▶ **What to produce**
Repeat every one of the following entries word for word, but leave out the picture.

▶ **Data for this exercise**
— BEGIN —

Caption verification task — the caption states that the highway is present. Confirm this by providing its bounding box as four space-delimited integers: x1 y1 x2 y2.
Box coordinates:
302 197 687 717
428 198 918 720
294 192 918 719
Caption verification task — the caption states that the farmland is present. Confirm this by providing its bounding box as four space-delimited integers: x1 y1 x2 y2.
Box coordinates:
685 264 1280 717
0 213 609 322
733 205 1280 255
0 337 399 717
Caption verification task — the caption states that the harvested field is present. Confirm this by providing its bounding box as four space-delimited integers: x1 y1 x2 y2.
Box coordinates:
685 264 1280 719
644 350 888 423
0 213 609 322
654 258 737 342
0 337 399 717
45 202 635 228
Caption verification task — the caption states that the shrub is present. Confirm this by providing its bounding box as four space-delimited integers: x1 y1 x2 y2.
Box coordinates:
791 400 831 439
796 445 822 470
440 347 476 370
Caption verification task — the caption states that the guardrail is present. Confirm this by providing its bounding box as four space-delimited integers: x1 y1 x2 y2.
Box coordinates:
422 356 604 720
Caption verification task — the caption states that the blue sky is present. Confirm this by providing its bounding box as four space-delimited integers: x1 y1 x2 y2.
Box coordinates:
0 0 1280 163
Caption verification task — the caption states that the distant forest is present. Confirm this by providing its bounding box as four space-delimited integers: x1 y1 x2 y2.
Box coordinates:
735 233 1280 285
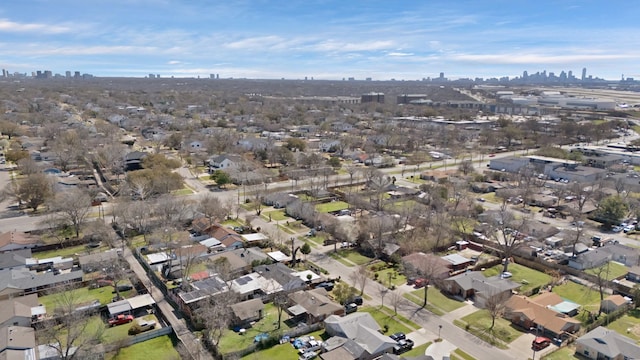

— END —

▶ **Exercise solution**
Caption verification task — the caption states that the highway is present. Confirm this by providing its bounding box as four space-delimited integers: x1 y1 x2 y2.
Box coordinates:
302 197 687 717
428 198 918 720
294 192 918 719
Caption verification task — the caption states that the farmland is present. Confirm this by providing its bounding box as four space-delimited integers: x1 y1 x2 y2.
Box coordinates:
685 264 1280 717
0 213 609 322
733 205 1280 255
0 337 399 717
Caption verification task — the caption states that the harvested field is present. Confirm this by providing its bounding box as four space-delimited integers: x1 y1 x2 y2.
Box coordinates:
685 264 1280 719
644 350 888 423
0 213 609 322
654 258 737 342
0 337 399 717
45 202 635 228
Caption verification task — the caption states that the shrub is present. Confirm this by providing its bounding box as four space-delimited integers: x1 y1 x2 y2.
Box coordinates:
791 400 831 439
796 445 822 470
440 347 476 370
Caption verification task — the caption states that the guardrail is present. Confirm this by providing its bounding box as four space-delimited integers: x1 y1 x2 y2.
Box coordinates:
422 356 604 720
Caption verification task — the caption states that the blue sky is present. Confirm this by providing its bounding box as four space-delimited integers: x1 y1 x2 y2.
Box coordinates:
0 0 1280 163
Caption verification task — the caption states that the distant forest is present. Confirm this by providing its bounding box as four space-delimited integers: x1 y1 x2 y2.
Box coordinates:
735 233 1280 285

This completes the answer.